(Stored data)
--- begin ---

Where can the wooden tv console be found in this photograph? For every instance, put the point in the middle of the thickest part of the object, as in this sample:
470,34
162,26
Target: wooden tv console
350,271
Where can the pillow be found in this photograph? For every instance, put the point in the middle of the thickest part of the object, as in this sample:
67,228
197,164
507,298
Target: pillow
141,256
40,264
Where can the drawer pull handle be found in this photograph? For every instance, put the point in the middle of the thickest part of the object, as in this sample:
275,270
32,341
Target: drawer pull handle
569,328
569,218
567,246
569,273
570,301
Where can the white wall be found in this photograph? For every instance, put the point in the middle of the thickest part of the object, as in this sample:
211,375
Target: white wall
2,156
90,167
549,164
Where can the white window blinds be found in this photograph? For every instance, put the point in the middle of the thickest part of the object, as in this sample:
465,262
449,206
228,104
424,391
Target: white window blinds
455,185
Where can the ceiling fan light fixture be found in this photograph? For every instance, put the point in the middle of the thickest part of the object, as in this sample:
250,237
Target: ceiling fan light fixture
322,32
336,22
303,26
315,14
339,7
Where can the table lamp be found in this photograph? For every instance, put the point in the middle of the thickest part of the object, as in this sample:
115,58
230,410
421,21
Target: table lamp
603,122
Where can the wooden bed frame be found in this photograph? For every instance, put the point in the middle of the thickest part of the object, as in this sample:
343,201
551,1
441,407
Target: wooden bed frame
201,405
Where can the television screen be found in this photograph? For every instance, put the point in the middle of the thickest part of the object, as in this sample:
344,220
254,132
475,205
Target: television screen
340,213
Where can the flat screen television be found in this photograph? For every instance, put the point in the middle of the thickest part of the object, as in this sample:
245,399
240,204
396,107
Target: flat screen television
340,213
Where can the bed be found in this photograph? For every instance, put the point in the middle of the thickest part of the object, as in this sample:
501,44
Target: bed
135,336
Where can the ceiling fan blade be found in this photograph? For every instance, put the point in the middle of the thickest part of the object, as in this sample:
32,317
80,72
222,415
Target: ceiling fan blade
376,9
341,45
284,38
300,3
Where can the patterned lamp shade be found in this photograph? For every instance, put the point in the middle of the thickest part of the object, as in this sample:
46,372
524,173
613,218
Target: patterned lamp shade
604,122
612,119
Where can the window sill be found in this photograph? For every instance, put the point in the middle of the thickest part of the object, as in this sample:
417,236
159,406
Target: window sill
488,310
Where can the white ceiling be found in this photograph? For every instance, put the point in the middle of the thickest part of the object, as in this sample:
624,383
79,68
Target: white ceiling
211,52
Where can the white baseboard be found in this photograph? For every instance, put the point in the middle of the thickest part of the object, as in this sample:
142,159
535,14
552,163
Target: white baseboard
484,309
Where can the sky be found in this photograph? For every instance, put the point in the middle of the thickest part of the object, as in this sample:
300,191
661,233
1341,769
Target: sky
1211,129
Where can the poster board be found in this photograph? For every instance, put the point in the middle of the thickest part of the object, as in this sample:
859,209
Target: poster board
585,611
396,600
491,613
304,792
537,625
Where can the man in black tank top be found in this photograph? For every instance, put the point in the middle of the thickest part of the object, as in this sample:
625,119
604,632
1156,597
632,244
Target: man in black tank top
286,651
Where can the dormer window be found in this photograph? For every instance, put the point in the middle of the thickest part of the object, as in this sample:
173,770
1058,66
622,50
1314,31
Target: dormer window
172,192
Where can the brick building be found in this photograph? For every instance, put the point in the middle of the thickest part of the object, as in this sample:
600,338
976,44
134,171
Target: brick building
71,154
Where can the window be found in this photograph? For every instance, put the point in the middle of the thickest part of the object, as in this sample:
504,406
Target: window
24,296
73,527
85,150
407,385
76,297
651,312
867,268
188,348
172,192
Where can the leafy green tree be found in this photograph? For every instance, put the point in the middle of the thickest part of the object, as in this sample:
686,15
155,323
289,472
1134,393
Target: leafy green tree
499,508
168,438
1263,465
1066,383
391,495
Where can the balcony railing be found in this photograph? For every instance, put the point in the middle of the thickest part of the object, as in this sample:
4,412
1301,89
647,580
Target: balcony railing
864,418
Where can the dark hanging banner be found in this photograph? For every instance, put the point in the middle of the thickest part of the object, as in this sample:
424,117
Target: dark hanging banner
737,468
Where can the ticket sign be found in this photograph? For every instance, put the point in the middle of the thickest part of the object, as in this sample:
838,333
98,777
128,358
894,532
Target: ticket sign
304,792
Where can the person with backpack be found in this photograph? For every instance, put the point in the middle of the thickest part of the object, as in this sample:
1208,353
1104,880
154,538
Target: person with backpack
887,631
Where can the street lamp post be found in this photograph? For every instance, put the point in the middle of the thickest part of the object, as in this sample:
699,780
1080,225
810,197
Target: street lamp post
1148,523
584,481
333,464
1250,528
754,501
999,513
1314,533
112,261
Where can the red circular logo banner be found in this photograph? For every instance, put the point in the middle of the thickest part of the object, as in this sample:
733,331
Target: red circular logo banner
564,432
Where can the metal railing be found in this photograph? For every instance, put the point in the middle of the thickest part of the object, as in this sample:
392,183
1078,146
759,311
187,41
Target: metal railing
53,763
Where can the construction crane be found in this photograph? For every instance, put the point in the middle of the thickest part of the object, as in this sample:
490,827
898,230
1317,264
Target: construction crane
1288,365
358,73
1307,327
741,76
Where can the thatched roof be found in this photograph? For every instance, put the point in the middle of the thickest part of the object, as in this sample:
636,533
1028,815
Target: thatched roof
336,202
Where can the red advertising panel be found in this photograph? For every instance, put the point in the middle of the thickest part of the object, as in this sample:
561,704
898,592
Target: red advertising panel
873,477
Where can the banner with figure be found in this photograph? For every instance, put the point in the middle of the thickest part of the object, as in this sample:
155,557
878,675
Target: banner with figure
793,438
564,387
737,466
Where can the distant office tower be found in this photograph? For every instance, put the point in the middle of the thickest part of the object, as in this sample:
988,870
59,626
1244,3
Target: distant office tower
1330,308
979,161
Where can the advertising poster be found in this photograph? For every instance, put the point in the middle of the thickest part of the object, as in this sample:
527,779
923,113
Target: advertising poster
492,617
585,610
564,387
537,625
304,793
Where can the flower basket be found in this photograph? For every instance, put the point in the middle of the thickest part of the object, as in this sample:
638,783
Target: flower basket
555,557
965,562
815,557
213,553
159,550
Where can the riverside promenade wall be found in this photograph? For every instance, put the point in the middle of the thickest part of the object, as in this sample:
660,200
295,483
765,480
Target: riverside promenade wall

--- end ---

■ **Brief**
Write out every line of the stored data above, keeping each one unchanged.

■ **Written answer**
Where can the wooden tv console be found in this photograph? For every instance, put the point in the middle of the thickest part of the object, as in this sample:
470,34
162,26
Target: wooden tv console
350,271
Where can the pillow be found in this photograph? For every instance, put the point in the middle of the thickest part of the object, as in this sample:
67,228
197,164
507,298
Target: pillow
141,256
40,264
Where can the drawer pull handle be found in this photograph? For every instance, put the point in the middle of the thickest part of the object, as in this sample:
275,270
32,341
Target: drawer pull handle
569,328
569,218
567,246
569,273
570,301
Where can the white wall be found in this photograph? For every instance, put the point in the middle of the thickest part of the object, as in this sample:
211,375
Target: white wall
2,156
90,167
549,164
Where can the white window blinds be found in this photograph? For every instance, put the point in the middle of the thickest part of the object, as in this sample:
465,262
449,206
228,104
424,391
Target: white window blinds
455,185
Where can the ceiling fan light fixture be found in this photograph? For every instance, put the point in the middle of the thickest part of the object, as in this sample:
250,237
Target: ceiling fan light fixture
322,32
336,22
303,26
315,14
339,7
Where can the table lamp be found in this photograph? For every instance, put the point in the middle of the thickest part of the object, as in this sample:
115,58
230,410
421,21
Target: table lamp
603,122
Where can the wooden bed frame be found in this photograph? For every instance, put the point in the middle of the thickest part of the object, as in this sample:
343,201
551,1
441,407
Target: wooden bed frame
201,405
Where can the television screen be found in this photograph? For every instance, put the point in the middle of the thickest part of the object, as in this sample:
344,220
254,132
475,205
Target: television screen
340,213
Where can the flat screen television be found in this photograph? For every instance, put the point in the middle of the thickest part of the object, as in this sample:
245,399
240,204
396,107
Target: flat screen television
340,213
Where can the bed be found in this photograph? For every instance, put the point in the middle of the thickest part of the object, as in this sample:
501,44
Target: bed
135,336
Where can the ceiling fan blade be found in this photograph? For every instance, put the point in the middle of the thickest part of the object, as in this sample:
32,317
80,72
222,415
Target: ceiling fan blade
376,9
341,45
284,38
300,3
Where can the patterned lamp shade be found in this photograph? For every instance, put the point in the middle of the thickest part of the object, as in this sample:
46,372
524,173
613,218
Target: patterned lamp shade
604,122
612,119
Where can the window sill be found in this photograph? For every instance, put the point in the middle of the thickest part of the object, as in this sample:
417,236
159,406
Target: window sill
488,310
Where can the white ceiling be found in this photograph? For every instance, put the point in the middle of the thickest part of the object, as in this sample:
624,383
79,68
Target: white ceiling
211,52
Where can the white baseboard be found in this photograph? For every instance, put the point in the middle of the thickest part of the object, as in this sample:
142,159
535,14
552,163
Target: white baseboard
484,309
Where can the sky be found in this photograph? For every instance, put the point in the middle of the thickest part of the object, as in this sample:
300,191
661,233
1341,769
Target: sky
1211,129
Where can the poster board be found in this photograph? For every instance, put the point in the middle of the thickest part of the object, as in this sample:
859,209
Target: poster board
585,611
396,600
491,613
304,792
537,625
Where can the man in black tank top be found in this photograph? For every instance, put the point in the middle of the thickest part of the object, as in this sample:
625,119
604,632
1156,597
632,244
Target: man in black tank top
286,651
Where can the dormer window be found in this photograph? For every instance, put the point in the middle of the thickest part of the object, as in this sample:
173,770
1058,66
622,50
1314,31
Target: dormer window
172,192
Where can the brick building be found in this photograph? For every instance, put the point in the middle of the thickest part of the object, as in this sample:
600,338
976,44
134,171
Target: brick building
71,154
Where can the window be found in this photograph? For every instance, put the point in the middle of the thickest part of the object, as in this sample:
504,406
Target: window
24,296
73,527
85,150
407,385
76,297
651,312
867,268
188,348
172,192
Where can the leafy green tree be found in this photograph? For every instance, put the point in the middle of the thickest part of the object, as in this sample:
686,15
155,323
289,472
1134,393
Target: leafy green tree
499,508
168,438
1263,465
1066,383
391,495
Where can the balcony railing be found in this photograph? For every instance, put the point in the middle of the thickest part of the object, as in this sample:
4,412
1301,89
647,580
Target: balcony railing
864,418
Where can the dark hanging banner be found in this photograph? For every instance, put the point in the middle of the thickest part of the object, as in this sample:
424,117
Target: dark hanging banner
737,468
Where can the ticket sign be found in this photograph? For every instance, put the point in the middle of the thickest part of the object, as in this sample:
838,333
98,777
128,358
894,532
Target: ticket sign
304,792
Where can the person with backpack be found in this photograph? For every instance, put the point in the middle of the thickest part of the object, as in this sample:
1208,353
1104,880
154,538
Target: person with backpack
887,631
Where can the street lamp post be found in this photograph? For every instance, put the point in the middle of the thickest part of the object, as in this sample:
699,780
1080,225
810,197
Target: street lamp post
1148,523
584,481
333,464
1250,528
754,501
999,513
1314,533
112,261
Where can the red circular logo banner be found in this photograph? For every instance, put the point in the middle of the thickest part of the object, as in this sample:
733,331
Target: red circular logo banner
564,432
Where can the metal railing be found in this photograph? For every instance, put the point in the middle of the thickest part of the object, as in this sample:
392,183
1078,146
759,311
187,41
Target: metal railing
53,763
Where can the construction crane be found in this photograph? For every instance, put the point in the middle of the thickest part of the object, as in this sample:
490,827
898,230
1317,264
Target: construction crane
1288,365
358,73
1307,327
741,76
Where can the thatched roof be found in this photograph? For every instance, put the point in the middle of the thickest part of the object, as in this sample:
636,533
1028,815
Target: thatched roof
336,202
Where can the red advertising panel be found in this photograph? For every instance, put the point in the middle of the thickest part of the object, as in this sample:
561,704
898,592
Target: red advertising panel
873,477
Where can the banner with figure be found in this photograph? For every instance, put the point in the middle of the thickest part of the object, as in this sample:
155,557
878,675
Target: banner with figure
793,438
564,387
737,466
Where can the distant office tower be found in this photograph? For every instance, put the point in the middle of the thickest part of the object, as in this sample:
988,870
59,626
1244,3
Target: distant office tower
1330,308
979,161
Where can the advertising poster be found in this photograph? For every instance, put the point in the middle of the thickest part of the object, as in this sample:
527,779
923,113
Target: advertising poster
492,617
585,610
564,387
537,625
304,793
Where can the flower basket be found in this photograph? For every instance, put the point in the middle of the thickest part of the object, as in this sample:
638,783
Target: flower basket
555,557
965,562
815,557
213,553
159,550
Where can the riverside promenade wall be found in this photograph? For every instance, put the point in the middle of the thickest part of the object, as in this sample:
660,200
295,483
765,480
Target: riverside promenade wall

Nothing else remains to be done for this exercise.